**TEXTO PROPORCIONADO:**
^^^^^^^^^^^^^^^^

Los libros de historia contarán que el Gobierno de Boris Johnson fue azotado por dos humillaciones en diciembre de 2021, dos años después de haber sido elegido. La primera ha sido la rebelión sin precedentes de 101 diputados conservadores contra la normativa del pasaporte sanitario. La segunda, dos días después, la derrota en las elecciones parciales de North Shropshire a manos de los demócratas liberales.
Pero, mientras nos acercamos al comienzo de 2022, las consecuencias combinadas de esos reveses hoy importan más que los acontecimientos en sí. En conjunto, ambas derrotas han reescrito el guion para lo que queda del mandato de su Gobierno.
Pudimos verlo en el impacto duradero de lo que Johnson hizo el lunes. El primer ministro salió de una reunión de emergencia con su gabinete sobre la ola de ómicron para después anunciar… nada. Mientras otros gobiernos en toda Europa se apresuraban a salvar sus sistemas sanitarios de la saturación, el de Boris Johnson decidió que no iba a tomar más medidas antes de Navidad. Sin embargo, Johnson insistió en que, si las cosas cambian, “no dudaremos en tomar medidas” (se espera en que anuncie más medidas en los próximos días en Inglaterra como han hecho Gales, Escocia e Irlanda del Norte).
El desenlace del lunes fue la encarnación de la vacilación, por la decisión de no tomar la clase de medidas que se esperaba que fueran aprobadas en la reunión de emergencia del gabinete. No fue el fruto de un consenso meditado. Resultó ser que el gabinete estaba dividido por la mitad, y todavía lo está. Hoy en día, Reino Unido tiene un Gobierno incapaz de gobernar.
Este es el resultado directo de que Johnson sea en la actualidad rehén de parte de los diputados tories y de sus ministros en el gabinete, que a su vez están envalentonados por el veredicto de los votantes en Shropshire. Por lo tanto, también es importante ver lo que ha ocurrido esta semana como un presagio de la nueva y potencialmente terminal fase del Gobierno de Johnson si no es capaz de tomar las decisiones necesarias.
Sin marcha atrás
Todos los gobiernos que fracasan terminan llegando a un punto similar, tras el cual todo va cuesta abajo. Hoy la política británica se pregunta si el Gobierno de Johnson ha llegado a ese punto. Las pruebas sugieren que, a su manera, lo ha hecho y que, en consecuencia, los votantes británicos están abiertos a algo nuevo.
Hace más de 40 años, durante las elecciones de 1979 que llevaron al poder a Margaret Thatcher, el primer ministro laborista, Jim Callaghan, hizo una célebre observación sobre este tipo de momentos. “Hay momentos”, dijo Callaghan a sus asesores, “quizás una vez cada 30 años, en los que se produce un cambio radical en la política. Entonces no importa lo que digas o lo que hagas. Hay un cambio en lo que el público quiere y en lo que aprueba. Sospecho que ahora se está produciendo ese cambio radical y que es para la señora Thatcher”.

^^^^^^^^^^^^^^^^

**ENTRADAS LISTADAS:**
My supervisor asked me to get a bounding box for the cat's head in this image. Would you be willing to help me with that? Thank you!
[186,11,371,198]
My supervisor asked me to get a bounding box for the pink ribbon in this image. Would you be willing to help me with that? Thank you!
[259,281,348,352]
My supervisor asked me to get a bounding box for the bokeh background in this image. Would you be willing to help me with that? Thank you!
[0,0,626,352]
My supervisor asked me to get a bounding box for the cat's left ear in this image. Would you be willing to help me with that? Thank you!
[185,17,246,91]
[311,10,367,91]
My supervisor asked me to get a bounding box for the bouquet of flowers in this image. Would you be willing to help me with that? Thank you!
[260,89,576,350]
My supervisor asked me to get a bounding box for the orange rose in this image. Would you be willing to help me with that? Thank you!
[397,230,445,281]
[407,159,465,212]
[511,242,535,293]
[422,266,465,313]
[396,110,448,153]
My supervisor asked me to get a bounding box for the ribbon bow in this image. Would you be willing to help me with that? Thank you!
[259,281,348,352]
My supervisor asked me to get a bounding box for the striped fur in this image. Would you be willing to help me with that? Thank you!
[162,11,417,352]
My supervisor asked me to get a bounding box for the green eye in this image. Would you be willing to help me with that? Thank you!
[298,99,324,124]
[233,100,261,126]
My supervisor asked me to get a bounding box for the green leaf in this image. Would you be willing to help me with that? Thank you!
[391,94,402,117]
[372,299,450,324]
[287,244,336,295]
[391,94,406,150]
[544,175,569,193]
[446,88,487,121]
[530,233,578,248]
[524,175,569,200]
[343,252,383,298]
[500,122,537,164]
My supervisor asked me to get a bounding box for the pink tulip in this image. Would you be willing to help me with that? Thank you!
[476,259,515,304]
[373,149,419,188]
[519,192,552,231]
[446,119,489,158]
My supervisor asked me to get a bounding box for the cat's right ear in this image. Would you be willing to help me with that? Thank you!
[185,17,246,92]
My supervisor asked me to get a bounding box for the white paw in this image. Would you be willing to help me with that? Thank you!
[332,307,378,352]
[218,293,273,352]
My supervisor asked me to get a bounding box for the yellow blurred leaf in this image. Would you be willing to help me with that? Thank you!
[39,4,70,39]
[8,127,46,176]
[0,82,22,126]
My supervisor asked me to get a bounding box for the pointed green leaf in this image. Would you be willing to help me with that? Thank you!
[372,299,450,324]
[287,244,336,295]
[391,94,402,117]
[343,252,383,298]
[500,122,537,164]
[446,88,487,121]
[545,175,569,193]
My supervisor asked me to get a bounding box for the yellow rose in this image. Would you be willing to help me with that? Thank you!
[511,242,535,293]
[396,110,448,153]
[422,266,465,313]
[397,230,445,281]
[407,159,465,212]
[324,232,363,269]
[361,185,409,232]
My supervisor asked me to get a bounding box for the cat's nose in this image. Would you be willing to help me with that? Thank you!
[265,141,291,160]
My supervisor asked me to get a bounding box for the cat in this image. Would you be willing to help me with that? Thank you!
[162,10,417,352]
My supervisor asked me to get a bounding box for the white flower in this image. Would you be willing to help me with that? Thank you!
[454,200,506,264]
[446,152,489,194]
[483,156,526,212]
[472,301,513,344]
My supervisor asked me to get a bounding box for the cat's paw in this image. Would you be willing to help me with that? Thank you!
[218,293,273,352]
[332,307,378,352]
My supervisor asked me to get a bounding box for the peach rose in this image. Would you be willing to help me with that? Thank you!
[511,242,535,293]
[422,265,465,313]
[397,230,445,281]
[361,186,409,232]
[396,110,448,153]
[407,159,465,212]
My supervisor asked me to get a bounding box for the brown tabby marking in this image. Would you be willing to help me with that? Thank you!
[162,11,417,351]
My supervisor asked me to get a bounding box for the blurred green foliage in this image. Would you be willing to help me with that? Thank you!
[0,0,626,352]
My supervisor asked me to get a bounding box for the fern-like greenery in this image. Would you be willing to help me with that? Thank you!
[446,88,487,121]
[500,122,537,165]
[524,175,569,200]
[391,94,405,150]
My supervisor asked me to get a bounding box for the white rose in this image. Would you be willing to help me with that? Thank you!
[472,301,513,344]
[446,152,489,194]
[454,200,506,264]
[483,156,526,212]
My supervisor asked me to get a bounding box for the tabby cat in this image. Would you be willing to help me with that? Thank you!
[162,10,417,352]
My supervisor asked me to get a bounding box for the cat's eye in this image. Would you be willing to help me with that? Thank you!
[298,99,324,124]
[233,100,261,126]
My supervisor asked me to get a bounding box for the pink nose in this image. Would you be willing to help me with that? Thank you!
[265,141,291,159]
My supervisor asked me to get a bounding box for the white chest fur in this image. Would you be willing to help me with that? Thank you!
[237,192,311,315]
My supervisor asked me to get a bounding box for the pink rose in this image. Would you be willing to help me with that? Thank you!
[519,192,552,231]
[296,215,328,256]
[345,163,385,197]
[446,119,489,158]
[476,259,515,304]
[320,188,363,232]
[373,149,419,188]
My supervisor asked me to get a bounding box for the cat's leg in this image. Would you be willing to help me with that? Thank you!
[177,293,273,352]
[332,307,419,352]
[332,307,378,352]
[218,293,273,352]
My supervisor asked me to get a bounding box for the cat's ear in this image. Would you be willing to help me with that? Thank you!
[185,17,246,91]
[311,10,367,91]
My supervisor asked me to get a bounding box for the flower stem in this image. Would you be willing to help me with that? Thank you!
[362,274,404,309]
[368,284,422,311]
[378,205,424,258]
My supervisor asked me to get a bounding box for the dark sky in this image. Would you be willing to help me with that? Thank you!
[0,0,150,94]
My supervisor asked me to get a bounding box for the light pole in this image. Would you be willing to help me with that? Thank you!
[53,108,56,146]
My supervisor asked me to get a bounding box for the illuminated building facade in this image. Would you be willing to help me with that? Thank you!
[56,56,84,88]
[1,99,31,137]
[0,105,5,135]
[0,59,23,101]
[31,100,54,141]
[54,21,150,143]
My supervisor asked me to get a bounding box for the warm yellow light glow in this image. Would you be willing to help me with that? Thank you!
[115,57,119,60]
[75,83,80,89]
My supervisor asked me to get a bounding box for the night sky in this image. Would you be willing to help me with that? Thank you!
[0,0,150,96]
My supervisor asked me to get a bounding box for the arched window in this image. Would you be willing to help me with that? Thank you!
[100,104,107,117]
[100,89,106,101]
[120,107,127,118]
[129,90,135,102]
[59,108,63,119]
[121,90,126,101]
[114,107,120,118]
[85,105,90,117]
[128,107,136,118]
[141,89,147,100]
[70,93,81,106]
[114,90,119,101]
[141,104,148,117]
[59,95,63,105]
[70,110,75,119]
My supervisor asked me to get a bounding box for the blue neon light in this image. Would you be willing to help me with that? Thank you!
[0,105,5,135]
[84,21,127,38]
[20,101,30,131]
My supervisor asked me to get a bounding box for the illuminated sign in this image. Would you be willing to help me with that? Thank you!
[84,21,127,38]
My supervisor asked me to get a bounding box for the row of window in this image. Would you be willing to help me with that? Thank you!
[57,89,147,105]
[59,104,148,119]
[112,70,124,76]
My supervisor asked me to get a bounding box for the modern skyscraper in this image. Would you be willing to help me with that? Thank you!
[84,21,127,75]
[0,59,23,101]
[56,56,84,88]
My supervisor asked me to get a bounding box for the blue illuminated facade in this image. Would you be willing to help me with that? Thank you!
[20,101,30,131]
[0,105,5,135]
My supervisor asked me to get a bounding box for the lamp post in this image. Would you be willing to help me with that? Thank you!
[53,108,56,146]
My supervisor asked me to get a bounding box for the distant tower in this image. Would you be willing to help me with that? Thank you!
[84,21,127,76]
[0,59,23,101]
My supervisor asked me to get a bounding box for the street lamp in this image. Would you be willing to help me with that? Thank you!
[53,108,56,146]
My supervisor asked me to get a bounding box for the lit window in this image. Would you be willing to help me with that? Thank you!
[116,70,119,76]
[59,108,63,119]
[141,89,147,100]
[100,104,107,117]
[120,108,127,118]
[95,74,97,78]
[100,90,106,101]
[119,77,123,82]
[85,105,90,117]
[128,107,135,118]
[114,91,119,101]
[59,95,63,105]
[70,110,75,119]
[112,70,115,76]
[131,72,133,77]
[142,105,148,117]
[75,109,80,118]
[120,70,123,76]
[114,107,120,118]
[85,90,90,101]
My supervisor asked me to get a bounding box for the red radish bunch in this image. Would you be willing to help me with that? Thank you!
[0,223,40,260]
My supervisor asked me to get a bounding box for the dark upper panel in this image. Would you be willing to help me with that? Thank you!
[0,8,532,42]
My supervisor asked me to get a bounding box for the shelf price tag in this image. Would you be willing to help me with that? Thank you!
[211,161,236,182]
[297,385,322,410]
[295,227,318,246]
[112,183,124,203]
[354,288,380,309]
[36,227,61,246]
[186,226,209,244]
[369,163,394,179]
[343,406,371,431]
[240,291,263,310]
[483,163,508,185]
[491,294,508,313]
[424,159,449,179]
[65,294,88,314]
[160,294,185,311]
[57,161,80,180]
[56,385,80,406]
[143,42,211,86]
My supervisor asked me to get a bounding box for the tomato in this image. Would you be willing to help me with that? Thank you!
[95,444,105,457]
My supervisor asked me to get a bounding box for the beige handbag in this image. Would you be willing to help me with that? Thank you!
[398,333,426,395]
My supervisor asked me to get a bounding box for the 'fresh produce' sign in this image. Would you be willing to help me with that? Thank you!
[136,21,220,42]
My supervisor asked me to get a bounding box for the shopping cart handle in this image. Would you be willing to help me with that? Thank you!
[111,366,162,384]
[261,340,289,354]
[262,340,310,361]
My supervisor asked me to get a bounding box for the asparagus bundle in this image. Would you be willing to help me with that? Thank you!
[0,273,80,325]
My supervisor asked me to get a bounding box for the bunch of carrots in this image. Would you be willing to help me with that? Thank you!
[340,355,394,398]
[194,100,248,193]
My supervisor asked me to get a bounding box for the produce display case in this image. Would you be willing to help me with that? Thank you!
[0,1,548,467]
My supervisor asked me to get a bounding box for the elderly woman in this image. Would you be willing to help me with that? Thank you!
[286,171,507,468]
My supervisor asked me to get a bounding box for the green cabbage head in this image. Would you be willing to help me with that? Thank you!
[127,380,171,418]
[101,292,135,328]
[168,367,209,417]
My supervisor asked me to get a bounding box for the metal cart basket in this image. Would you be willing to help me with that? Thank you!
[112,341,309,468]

^^^^^^^^^^^^^^^^

**INSTRUCCIONES DE LA TAREA:** Según el texto sobre el Gobierno de Boris Johnson, ¿cuántos diputados conservadores se rebelaron contra la normativa del pasaporte sanitario? Este material procede de una fuente distinta.

**RESPUESTA COMPLETA:** Se rebelaron 101 diputados conservadores.